## TEXT EXCERPT
Urban Meyer is no stranger to QB controversy, either. His 2006 Florida team (I'll pause while you go throw up) had two talented signal-callers with different skill sets, in Chris Leak and Tim Tebow. Leak was already the established starter, Tebow a heralded freshman. Meyer found a perfect marriage of the two, with Tebow as a red-zone sledgehammer that could bowl over defenders and throw the occasional jump pass. Given that history, it's no stretch to imagine that Cardale Jones might pop back up under center situationally in the season's second half.
"No question. They'll play half and half. That's my goal...but both are going to play a lot of football."
- Ohio State DL coach Larry Johnson, via Doug Lesmerises, Northeast Ohio Media Group
One of this season's defensive stalwarts for the Buckeyes, Tommy Schutt, is going to be out for the next several weeks following wrist surgery. He actually broke bones in his wrist against Maryland, but decided to tough it out against Penn State before having the procedure done. So who replaces him as Ohio State heads to Rutgers this weekend?
Defensive line coach Larry Johnson has a couple of options, and he plans on using them both. One choice is redshirt sophomore Michael Hill, one of the candidates for the starting DT spot in the preseason before being beat out by Schutt for the honor. Hill has seen sparing snaps this season, but has made the most of them, recording six tackles so far. Fifth-year senior Joel Hale is Johnson's other option for the starting spot. Hale has played on both sides of the ball in his long career in Columbus, but now sticks to defense. He has nine tackles in a reserve role this year.
The Buckeyes are nicked up in more than one place on defense. Weak-side linebacker Joshua Perry, second on the team in tackles, is questionable for tomorrow's game after suffering an ankle sprain against the Nittany Lions. One way that Ohio State might mitigate their losses on defense is by using a heavier dose of the "Rushmen" package, which they've used situationally this year. Hill/Hale will come off the field in that case, with Joey Bosa moving inside, Sam Hubbard entering the game as an extra outside rusher, and Tyquan Lewis and Adolphus Washington bullying linemen on the other side of the line. It's an incredibly dangerous look, though not one that the Buckeyes will use predominantly, because, as Lesmerises explains, it wouldn't make sense to replace Schutt full-time with Bosa, given the wildly different traits they bring to the D-line.
"We really have seen progress, and we're pleased with how he's working."
- Rutgers coach Kyle Flood, via FOXSports.com
If you only know Rutgers QB Chris Laviano from the now-infamous 4th-down spike that cost the Scarlet Knights a chance at upsetting Michigan State a few weeks, you're doing the young man a disservice. Laviano has had a banner year for an otherwise milquetoast Scarlet Knights squad (Leonte Carroo notwithstanding, obviously), and coach Kyle Flood has been on the record praising Laviano's continued progress this season.

## PROBLEMS TO SOLVE
1. In the Ohio State football excerpt, which Buckeyes defensive lineman will be out for several weeks after wrist surgery?
2. Quote the Ohio State football excerpt starting at the words that contain "- Rutgers coach" and ending after "progress this season.".

## INFORMATION
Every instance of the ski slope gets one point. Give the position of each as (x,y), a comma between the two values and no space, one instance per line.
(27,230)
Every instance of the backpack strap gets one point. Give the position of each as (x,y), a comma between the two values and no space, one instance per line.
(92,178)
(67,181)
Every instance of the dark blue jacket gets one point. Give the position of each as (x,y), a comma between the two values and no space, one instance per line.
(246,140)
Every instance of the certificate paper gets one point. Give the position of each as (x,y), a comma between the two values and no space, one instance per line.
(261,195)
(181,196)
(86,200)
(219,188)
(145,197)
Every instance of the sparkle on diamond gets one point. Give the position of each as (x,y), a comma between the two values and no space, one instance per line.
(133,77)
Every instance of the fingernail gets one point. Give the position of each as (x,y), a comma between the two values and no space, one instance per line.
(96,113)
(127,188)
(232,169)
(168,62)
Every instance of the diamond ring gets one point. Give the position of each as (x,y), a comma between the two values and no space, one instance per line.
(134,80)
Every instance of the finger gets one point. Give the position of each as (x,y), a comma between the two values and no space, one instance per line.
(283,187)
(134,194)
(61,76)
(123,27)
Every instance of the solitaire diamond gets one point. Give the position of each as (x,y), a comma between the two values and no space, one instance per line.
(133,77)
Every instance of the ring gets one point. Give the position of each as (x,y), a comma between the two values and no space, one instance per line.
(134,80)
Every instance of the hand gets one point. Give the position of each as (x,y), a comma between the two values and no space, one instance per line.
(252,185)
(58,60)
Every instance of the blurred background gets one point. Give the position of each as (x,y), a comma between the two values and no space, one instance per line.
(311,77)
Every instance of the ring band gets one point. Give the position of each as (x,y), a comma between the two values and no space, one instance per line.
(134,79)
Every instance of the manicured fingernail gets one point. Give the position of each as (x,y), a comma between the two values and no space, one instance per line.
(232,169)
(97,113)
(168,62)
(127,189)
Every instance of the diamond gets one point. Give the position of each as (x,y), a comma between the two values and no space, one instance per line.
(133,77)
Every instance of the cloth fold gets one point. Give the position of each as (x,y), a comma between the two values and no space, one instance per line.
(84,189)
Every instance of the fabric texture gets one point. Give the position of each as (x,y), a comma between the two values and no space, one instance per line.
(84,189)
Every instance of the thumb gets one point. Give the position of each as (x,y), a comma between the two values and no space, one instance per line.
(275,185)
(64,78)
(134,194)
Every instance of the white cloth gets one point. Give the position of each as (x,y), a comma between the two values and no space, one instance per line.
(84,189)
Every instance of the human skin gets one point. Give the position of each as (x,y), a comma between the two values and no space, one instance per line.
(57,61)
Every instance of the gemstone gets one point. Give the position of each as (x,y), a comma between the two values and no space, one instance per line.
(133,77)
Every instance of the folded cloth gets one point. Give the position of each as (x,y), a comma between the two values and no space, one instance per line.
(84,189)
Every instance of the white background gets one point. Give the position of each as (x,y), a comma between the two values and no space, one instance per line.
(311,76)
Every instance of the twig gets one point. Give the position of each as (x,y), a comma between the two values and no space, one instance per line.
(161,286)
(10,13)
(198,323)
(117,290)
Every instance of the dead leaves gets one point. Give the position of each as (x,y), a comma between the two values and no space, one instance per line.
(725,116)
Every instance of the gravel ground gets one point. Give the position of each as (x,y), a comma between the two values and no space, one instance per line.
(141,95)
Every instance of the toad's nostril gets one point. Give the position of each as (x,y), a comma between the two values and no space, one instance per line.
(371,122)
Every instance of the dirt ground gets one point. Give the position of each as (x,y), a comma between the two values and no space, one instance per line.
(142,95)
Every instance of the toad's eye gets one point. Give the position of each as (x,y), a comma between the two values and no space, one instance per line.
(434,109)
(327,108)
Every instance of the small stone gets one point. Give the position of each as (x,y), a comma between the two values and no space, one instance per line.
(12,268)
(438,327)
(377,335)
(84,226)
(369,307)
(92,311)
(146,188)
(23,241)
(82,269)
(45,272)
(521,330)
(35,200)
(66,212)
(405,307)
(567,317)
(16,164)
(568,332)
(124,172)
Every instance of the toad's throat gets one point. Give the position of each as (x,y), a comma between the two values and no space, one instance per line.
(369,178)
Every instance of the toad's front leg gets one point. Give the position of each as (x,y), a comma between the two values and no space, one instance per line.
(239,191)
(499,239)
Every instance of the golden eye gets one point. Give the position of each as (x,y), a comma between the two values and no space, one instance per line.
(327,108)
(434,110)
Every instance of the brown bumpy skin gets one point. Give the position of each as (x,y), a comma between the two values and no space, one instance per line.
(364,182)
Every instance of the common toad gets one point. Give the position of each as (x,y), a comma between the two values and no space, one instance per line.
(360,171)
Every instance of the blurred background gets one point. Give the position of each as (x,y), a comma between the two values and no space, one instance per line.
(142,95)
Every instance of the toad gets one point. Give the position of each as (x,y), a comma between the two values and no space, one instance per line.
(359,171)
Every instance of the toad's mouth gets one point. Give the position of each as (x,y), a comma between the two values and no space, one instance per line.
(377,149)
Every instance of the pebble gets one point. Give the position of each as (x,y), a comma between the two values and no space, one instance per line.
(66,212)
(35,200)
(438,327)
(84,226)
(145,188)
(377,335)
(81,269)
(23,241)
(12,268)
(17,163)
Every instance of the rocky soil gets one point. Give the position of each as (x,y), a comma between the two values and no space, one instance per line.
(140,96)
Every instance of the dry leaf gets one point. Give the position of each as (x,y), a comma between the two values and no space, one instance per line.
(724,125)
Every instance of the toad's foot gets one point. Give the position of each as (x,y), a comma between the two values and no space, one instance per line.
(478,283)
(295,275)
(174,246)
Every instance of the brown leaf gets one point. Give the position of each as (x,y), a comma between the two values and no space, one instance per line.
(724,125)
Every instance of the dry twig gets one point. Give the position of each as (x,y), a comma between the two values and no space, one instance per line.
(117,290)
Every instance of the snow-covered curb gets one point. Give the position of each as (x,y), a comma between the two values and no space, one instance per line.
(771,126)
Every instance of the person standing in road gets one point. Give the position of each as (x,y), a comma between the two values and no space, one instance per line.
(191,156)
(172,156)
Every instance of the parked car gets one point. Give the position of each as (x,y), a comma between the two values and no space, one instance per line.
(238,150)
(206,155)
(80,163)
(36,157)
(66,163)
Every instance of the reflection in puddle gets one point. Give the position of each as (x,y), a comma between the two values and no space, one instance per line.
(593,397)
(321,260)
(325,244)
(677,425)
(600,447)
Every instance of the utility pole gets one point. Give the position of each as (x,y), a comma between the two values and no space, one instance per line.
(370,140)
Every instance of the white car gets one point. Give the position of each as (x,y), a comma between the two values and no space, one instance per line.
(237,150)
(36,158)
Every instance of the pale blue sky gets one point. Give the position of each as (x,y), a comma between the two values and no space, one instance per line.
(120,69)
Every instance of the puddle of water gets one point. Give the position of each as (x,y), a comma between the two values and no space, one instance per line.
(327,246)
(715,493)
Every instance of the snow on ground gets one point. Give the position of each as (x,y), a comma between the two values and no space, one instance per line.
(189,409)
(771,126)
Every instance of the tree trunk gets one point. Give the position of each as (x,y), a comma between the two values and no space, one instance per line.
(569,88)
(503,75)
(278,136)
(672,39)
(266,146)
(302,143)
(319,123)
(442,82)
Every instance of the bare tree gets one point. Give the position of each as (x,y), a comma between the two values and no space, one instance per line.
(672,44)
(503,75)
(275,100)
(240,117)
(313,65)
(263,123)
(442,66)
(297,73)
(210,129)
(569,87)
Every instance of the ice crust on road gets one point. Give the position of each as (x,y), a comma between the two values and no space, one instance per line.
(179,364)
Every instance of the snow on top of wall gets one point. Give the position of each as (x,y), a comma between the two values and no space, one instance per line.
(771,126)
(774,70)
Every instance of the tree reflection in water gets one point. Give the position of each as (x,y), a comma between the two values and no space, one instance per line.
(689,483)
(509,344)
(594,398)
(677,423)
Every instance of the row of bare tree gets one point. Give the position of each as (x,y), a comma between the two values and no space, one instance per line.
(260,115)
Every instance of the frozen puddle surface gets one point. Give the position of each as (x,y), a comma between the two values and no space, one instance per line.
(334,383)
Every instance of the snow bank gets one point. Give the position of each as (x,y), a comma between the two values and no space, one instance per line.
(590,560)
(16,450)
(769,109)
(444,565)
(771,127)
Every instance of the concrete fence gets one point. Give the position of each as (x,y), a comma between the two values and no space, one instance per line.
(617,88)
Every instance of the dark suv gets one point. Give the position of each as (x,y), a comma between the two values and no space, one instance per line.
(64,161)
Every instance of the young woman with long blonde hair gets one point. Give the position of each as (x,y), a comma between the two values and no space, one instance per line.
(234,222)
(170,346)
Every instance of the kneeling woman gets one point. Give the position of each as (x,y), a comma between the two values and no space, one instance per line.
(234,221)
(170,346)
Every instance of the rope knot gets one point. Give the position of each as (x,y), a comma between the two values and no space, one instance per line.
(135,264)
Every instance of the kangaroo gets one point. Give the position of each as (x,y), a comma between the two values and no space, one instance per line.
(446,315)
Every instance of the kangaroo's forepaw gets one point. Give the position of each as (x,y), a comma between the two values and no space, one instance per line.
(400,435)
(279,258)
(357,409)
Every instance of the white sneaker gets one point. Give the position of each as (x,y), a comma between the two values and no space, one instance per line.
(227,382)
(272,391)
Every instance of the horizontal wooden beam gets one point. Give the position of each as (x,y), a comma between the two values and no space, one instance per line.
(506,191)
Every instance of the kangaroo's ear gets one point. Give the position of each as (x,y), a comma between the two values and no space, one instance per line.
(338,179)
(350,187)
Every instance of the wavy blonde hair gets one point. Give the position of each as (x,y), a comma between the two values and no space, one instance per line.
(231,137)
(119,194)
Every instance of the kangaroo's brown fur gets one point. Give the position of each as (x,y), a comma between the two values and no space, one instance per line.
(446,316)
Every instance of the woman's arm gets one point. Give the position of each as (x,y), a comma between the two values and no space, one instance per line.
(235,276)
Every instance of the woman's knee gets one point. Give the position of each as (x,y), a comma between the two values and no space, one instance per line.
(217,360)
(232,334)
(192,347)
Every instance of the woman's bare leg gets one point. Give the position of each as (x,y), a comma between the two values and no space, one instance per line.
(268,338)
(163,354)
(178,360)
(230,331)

## ANSWERS BY ITEM NUMBER
1. Tommy Schutt

2.
- Rutgers coach Kyle Flood, via FOXSports.com
If you only know Rutgers QB Chris Laviano from the now-infamous 4th-down spike that cost the Scarlet Knights a chance at upsetting Michigan State a few weeks, you're doing the young man a disservice. Laviano has had a banner year for an otherwise milquetoast Scarlet Knights squad (Leonte Carroo notwithstanding, obviously), and coach Kyle Flood has been on the record praising Laviano's continued progress this season.